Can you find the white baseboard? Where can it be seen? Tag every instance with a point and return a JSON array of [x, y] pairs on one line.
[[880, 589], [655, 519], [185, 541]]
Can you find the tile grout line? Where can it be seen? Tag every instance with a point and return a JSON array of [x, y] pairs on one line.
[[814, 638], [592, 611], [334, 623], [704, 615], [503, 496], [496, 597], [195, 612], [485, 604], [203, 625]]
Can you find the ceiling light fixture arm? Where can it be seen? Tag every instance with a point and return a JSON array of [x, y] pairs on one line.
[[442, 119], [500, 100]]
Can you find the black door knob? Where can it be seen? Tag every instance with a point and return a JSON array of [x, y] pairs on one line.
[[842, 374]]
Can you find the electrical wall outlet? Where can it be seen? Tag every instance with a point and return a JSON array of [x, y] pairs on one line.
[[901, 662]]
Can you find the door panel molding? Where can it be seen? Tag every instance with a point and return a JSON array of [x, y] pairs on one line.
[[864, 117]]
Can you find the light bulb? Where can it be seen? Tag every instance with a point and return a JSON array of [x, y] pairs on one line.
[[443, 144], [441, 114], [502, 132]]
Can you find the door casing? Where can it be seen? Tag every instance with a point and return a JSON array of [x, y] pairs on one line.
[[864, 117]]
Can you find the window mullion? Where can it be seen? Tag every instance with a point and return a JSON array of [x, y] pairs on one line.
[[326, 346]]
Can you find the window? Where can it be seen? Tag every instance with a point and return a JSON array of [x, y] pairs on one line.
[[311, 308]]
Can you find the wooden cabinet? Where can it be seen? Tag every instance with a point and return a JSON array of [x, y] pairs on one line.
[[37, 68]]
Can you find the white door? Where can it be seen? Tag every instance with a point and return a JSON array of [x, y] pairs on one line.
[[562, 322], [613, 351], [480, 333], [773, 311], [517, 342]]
========
▸ **Objective**
Repeat all of the rows above word for word, with no alteration to any of them.

▸ **Finished answer**
Can you find the white baseboard? Where can it be seen? Tag every instance with a point and return a JSON array of [x, y] pairs on one line.
[[880, 589], [655, 519], [185, 541]]
Can you find the tile grout line? Where can it be seen? Tag every instance with a point and return a JSON array of [x, y] pairs on one line.
[[814, 638], [592, 611], [334, 623], [704, 615], [503, 496], [496, 597], [195, 612], [485, 604], [203, 625]]
Can you find the ceiling light fixture arm? Where can it be seen? Tag every instance with a point and return a JSON array of [x, y] pairs on one line.
[[442, 119], [500, 100]]
Can you find the black door knob? Where can it be seen? Tag every instance with a point and return a JSON array of [x, y] pairs on one line.
[[842, 374]]
Can you find the electrical wall outlet? Where can it be seen? Tag every instance with a point and return a JSON array of [x, y] pairs on one line.
[[901, 662]]
Can you find the door panel molding? Where can it be seen? Tag every instance with a point and return a JSON array of [x, y] pairs on one line.
[[864, 117]]
Can you find the light bulb? Where can it be seen? Tag every instance with a point and return a JSON array of [x, y] pairs on one line.
[[443, 144], [441, 114], [502, 132]]
Can you find the door casing? Where can it be seen? Tag every instance with a point and return a JSON array of [x, y] pairs on one line.
[[864, 117]]
Can you find the window mullion? Where can it be seen? Tag every instance with a point and return a JSON array of [x, y] pairs on one line.
[[326, 346]]
Can you find the window? Where can it be seen? Tag every instance with a point and return a JSON array of [x, y] pairs on one line.
[[311, 308]]
Can you find the wooden cabinet? Where can it be seen? Tag every instance with a point and return a JSON array of [x, y] pairs on one line.
[[37, 68]]
Can you find the white door? Where can it be seen? Tag every instance with a point and return a JSON array of [x, y] pairs on one line.
[[562, 322], [613, 351], [480, 333], [773, 311], [517, 342]]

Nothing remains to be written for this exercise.